● SOURCE EXCERPT:
— BEGIN —
Confidential Information does not include information that (i) becomes publicly
known through no fault of the receiving Party, (ii) is lawfully received from a Third -
Party not bound by confidentiality obligations, (iii) is independently developed by
a Party without using any Confidential Information of the other Party, or (iv) is
disseminated pursuant to the requirements of law, including but not limited to the
Illinois Freedom of Information Act (5 ILCS 140/7, et seq.).
B) Obligations. Each party will: (a) protect the other party's Confidential Information
with the same standard of care it uses to protect its own; and (b) not disclose
Confidential Information except to affiliates, employees and agents who need to
know it and who have agreed in writing to keep it confidential. Confidential
Information may only be used to exercise rights and fulfill obligations under this
Agreement, while using reasonable care to protect it. Each party is responsible for
the actions of its affiliates' employees.
9. Intellectual Property Rights; Brand Features.
A) Intellectual Property Rights. Except as expressly set forth herein, this Agreement
does not grant either party any rights, implied or otherwise, to the other's content,
brand features or intellectual property.
10. Disclaimers.
— END —
● TASK TO CARRY OUT: Pick up the agreement text after its last line, "10. Disclaimers.", and write the next part of that section.

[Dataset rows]
— BEGIN —
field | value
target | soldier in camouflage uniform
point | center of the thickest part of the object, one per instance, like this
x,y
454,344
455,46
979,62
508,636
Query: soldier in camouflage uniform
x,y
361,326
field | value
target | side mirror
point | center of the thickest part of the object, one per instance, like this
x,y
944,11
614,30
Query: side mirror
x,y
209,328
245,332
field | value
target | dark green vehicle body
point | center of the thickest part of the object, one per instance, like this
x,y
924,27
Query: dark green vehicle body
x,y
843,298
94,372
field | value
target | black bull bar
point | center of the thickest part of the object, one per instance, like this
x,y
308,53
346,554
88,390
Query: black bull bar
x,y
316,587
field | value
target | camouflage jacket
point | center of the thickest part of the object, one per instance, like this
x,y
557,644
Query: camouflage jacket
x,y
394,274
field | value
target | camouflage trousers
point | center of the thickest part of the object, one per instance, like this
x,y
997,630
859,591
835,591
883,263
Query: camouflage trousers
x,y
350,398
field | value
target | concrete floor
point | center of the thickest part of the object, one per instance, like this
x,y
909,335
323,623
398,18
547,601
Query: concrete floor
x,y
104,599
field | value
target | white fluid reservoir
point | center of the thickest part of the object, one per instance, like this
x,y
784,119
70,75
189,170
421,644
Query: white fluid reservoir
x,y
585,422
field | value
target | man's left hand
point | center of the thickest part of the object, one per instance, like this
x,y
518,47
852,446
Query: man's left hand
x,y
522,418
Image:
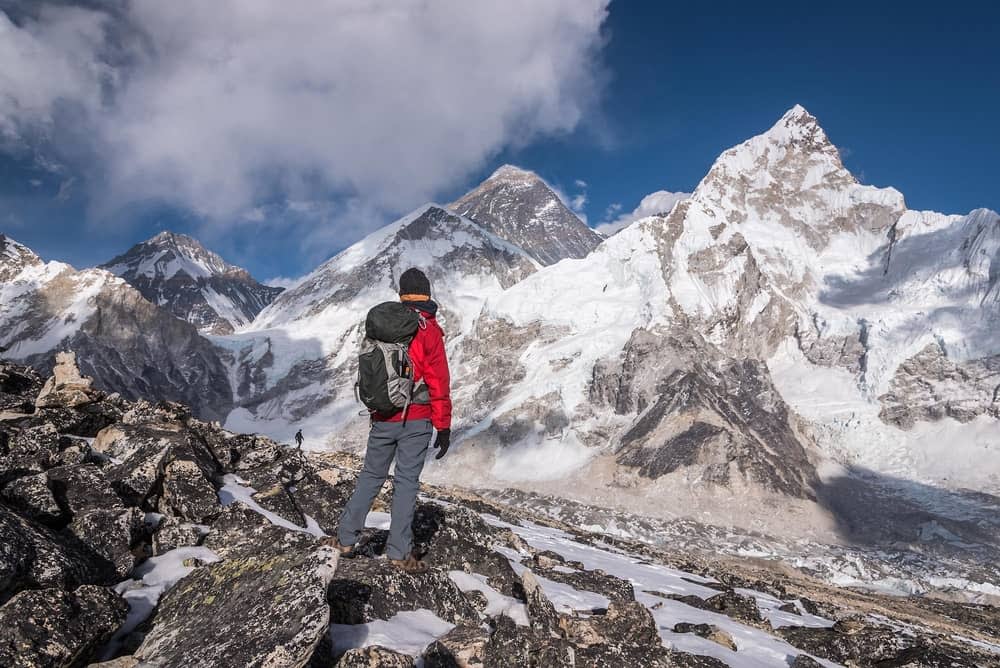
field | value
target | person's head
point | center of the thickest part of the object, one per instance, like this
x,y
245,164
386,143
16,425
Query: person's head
x,y
414,286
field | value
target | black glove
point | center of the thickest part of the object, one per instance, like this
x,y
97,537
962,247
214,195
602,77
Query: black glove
x,y
442,441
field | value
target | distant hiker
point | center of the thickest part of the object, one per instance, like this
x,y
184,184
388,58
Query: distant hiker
x,y
403,380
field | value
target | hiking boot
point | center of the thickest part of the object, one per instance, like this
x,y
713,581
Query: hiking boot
x,y
346,551
410,565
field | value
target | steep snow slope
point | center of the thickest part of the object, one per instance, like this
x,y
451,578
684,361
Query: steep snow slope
x,y
296,363
125,343
177,273
517,205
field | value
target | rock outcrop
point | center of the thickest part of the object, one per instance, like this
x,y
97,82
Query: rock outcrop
x,y
174,542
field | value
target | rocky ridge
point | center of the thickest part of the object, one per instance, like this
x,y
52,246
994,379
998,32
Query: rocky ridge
x,y
518,206
125,343
136,534
196,285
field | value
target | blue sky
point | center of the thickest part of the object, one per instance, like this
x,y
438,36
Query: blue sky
x,y
653,94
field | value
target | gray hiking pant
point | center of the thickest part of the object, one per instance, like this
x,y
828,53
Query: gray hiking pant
x,y
408,443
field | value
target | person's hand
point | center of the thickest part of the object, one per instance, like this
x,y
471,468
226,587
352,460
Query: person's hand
x,y
442,442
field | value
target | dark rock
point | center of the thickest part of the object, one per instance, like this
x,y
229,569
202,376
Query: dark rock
x,y
264,609
33,556
709,632
456,538
865,644
478,600
19,385
120,662
739,607
597,581
239,532
143,451
806,661
110,534
375,657
368,589
172,533
32,497
512,646
462,647
81,487
51,627
187,493
541,613
30,450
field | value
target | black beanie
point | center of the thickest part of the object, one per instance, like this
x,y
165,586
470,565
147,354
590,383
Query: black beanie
x,y
414,282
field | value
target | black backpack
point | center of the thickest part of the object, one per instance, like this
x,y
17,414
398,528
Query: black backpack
x,y
385,374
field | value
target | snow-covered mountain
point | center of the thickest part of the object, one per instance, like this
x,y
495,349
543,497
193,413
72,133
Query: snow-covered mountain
x,y
177,273
517,205
127,344
781,288
296,362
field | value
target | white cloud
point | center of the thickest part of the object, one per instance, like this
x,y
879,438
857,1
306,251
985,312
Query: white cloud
x,y
222,106
661,201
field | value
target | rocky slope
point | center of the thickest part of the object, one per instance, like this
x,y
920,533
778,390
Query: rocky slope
— END —
● IN RESPONSE:
A) Disclaimers. TO THE EXTENT PERMITTED BY LAW, EXCEPT AS
EXPRESSLY PROVIDED FOR HEREIN; (i). PREDPOL MAKES NO
WARRANTIES OR REPRESENTATIONS ABOUT CONTENT OR
INFORMATION MADE ACCESSIBLE BY OR THROUGH THE SERVICES
AND DOES NOT GUARANTEE THAT THE SERVICES WILL PREDICT ALL
CRIMES IN YOUR JURISDICTION; AND (ii) THE SERVICES ARE
PROVIDED "AS IS" AND WITHOUT WARRANTIES OR CONDITIONS OF
ANY KIND, INCLUDING THE IMPLIED WARRANTIES OF
MERCHANTABILITY, NON - INFRINGEMENT, QUIET ENJOYMENT,
ACCURACY OF DATA, SYSTEM INTEGRATION, COURSE OF
PERFORMANCE AND FITNESS FOR A PARTICULAR PURPOSE. PREDPOL
AND ITS SUPPLIERS DO NOT GUARANTEE OR WARRANT THAT THE
USE OF THE SERVICES WILL BE UNINTERRUPTED OR ERROR FREE.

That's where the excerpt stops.